• **AUFGABE**
Setze bitte die Urteilsbegründung zur Arbeitsplatzbelastung der Klägerin im Anschluss an ihren letzten Satz fort.

====== EXTRAHIERTER TEXT ======

Ergänzend und im Hinblick auf das Berufungsvorbringen der Klägerin bleibt auszuführen:

Die Klägerin kann sich nicht mit Erfolg darauf berufen, die Beklagte habe keine nachvollziehbaren Feststellungen zu einer unter dem Grenzwert liegenden Belastung am Arbeitsplatz getroffen. Nach den von der Beklagten durch die Präventionsabteilung durchgeführten Ermittlungen (Bericht zur Arbeitsplatzexposition vom 06.11.2007) war die Klägerin während ihrer Tätigkeit bei der Firma F. täglich kurzzeitig einer Belastung durch das Lösungsmittel Trichlorethylen ausgesetzt. Außerdem hat eine Belastung durch Öldämpfe bestanden. Bei der Firma E. hat die Klägerin - mit hoher Wahrscheinlichkeit - ausschließlich unmittelbaren Umgang zu Latexdispersionsklebstoffen gehabt, die möglicherweise schwach ammoniakhaltig gewesen sind. Eine Belastung durch Lösungsmittel hat durch die Verarbeitung von lösungsmittelhaltigen Trennmitteln an benachbarten Arbeitsplätzen bestanden. Eine Belastung durch andere atemwegreizende Stoffe hat nicht ermittelt werden können. Genauere Ermittlungen waren nicht mehr möglich, was im Hinblick darauf, dass die Klägerin im Dezember 1970 letztmals berufstätig war, plausibel und naheliegend ist und nach dem Grundsatz der objektiven Beweislast (Feststellungslast) zu Lasten der Klägerin geht. Für die Richtigkeit ihrer (pauschalen) Behauptung, entgegen dem Vortrag der Beklagten lägen grenzwertüberschreitende Messwerte vor, fehlt danach jeder Anhaltspunkt. Damit bleibt allenfalls die (vage) Möglichkeit der Verursachung der geltend gemachten Erkrankung (oder ihre wesentliche Verschlimmerung) durch die der versicherten Tätigkeit zuzurechnenden Einwirkungen, die nicht ausreicht, einen rechtlich wesentlichen Zusammenhang zu begründen.

====== ERFASSTE DATEN ======

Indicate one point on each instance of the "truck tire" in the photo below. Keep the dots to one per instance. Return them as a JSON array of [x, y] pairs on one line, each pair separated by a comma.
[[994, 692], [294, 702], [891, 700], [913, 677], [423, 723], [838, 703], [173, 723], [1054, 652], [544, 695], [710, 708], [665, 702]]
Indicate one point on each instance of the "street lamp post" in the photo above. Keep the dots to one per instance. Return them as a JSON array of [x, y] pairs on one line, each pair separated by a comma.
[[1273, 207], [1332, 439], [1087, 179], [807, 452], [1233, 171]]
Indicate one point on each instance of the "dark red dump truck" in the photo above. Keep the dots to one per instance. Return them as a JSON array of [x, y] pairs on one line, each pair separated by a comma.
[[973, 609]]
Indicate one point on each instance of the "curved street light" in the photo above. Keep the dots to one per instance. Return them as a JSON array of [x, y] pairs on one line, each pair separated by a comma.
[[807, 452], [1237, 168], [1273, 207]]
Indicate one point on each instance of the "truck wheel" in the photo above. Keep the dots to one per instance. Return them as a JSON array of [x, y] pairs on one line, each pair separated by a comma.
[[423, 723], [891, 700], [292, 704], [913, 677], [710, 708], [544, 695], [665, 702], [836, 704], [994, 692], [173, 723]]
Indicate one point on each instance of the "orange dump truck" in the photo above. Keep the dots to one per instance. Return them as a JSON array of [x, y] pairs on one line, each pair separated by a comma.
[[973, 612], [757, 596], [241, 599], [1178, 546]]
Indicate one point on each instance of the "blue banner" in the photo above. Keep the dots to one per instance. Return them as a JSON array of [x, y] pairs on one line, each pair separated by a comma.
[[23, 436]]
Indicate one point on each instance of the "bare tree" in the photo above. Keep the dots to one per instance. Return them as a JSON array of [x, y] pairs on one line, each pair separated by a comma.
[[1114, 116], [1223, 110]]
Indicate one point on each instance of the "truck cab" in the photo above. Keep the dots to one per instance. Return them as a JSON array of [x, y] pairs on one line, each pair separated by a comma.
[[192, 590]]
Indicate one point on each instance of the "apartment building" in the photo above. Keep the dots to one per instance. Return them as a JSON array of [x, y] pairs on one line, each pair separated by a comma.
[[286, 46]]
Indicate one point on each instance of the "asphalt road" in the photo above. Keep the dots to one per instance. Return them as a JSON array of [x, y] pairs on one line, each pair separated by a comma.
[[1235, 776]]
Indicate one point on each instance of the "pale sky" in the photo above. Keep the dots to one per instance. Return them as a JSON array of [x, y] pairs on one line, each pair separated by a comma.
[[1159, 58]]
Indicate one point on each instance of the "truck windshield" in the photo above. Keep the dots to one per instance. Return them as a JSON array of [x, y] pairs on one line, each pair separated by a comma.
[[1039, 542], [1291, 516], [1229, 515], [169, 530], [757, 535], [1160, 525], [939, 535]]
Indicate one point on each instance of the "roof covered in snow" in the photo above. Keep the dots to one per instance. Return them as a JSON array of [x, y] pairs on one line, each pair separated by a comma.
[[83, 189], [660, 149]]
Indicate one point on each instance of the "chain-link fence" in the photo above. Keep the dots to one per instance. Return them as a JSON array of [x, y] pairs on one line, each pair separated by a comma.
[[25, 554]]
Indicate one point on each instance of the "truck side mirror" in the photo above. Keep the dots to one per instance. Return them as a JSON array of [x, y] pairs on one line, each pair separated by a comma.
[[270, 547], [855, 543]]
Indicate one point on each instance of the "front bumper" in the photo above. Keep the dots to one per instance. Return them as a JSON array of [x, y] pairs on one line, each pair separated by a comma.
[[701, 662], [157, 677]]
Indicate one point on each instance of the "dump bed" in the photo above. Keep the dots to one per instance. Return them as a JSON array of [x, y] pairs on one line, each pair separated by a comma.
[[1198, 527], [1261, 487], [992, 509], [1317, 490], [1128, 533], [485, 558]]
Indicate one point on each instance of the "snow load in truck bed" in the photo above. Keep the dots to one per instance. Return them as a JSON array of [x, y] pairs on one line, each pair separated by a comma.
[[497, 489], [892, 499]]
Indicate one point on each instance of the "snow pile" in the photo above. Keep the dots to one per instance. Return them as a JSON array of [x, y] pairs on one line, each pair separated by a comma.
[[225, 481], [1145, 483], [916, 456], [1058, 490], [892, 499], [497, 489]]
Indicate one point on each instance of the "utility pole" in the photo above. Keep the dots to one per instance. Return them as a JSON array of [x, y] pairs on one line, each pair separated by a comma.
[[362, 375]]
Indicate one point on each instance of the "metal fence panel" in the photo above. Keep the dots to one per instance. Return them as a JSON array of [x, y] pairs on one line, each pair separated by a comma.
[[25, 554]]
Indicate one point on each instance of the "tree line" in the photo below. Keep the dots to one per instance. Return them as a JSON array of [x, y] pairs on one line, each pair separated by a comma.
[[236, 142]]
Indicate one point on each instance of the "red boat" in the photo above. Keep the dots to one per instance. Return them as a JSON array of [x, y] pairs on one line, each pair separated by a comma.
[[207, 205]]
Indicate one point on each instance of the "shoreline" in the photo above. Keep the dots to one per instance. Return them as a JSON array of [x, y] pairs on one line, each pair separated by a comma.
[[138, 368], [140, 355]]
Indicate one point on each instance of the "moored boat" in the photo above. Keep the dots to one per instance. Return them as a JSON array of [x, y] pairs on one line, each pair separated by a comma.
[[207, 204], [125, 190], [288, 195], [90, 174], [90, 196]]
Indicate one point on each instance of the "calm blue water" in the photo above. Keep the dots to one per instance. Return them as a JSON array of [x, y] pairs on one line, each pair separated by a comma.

======

• **ANTWORTBEREICH**
Gegen einen rechtlich wesentlichen Zusammenhang spricht auch, dass die geltend gemachte Erkrankung erst ca. 28 Jahre nach der Aufgabe der angeschuldigten Tätigkeiten aufgetreten ist. Allein der Umstand, dass andere Stoffe und Ursachen ausgeschlossen werden könnten, wie die Klägerin geltend macht, ist nicht schon geeignet, einen rechtlich wesentlichen Zusammenhang zu begründen. Brückensymptome oder -befunde, die das Vorbringen der Klägerin stützen, ihre Erkrankung sei schon während der versicherten Tätigkeit angelegt gewesen, sind nicht nachgewiesen. Damit kann auch nicht festgestellt werden, dass bei der Klägerin ein objektiver Zwang zur Arbeitsaufgabe vorgelegen hat.

Schließlich kann sich die Klägerin nicht mit Erfolg auf § 9 Abs. 3 SGB VII berufen. Nach dieser Vorschrift wird bei Versicherten, die infolge der besonderen Bedingungen ihrer versicherten Tätigkeit in erhöhtem Maße der Gefahr der Erkrankung an einer in der Rechtsverordnung nach Absatz 1 genannten Berufskrankheit ausgesetzt waren, an einer solchen Krankheit erkranken und können Anhaltspunkte für eine Verursachung außerhalb der versicherten Tätigkeit nicht festgestellt werden, vermutet, dass diese infolge der versicherten Tätigkeit verursacht worden ist. Dass bei der Klägerin solche besonderen Bedingungen ihrer versicherten Tätigkeit vorlagen, steht nach dem Ausgeführten indessen nicht fest.

Die Kostenentscheidung beruht auf § 193 SGG.

Gründe für die Zulassung der Revision liegen nicht vor.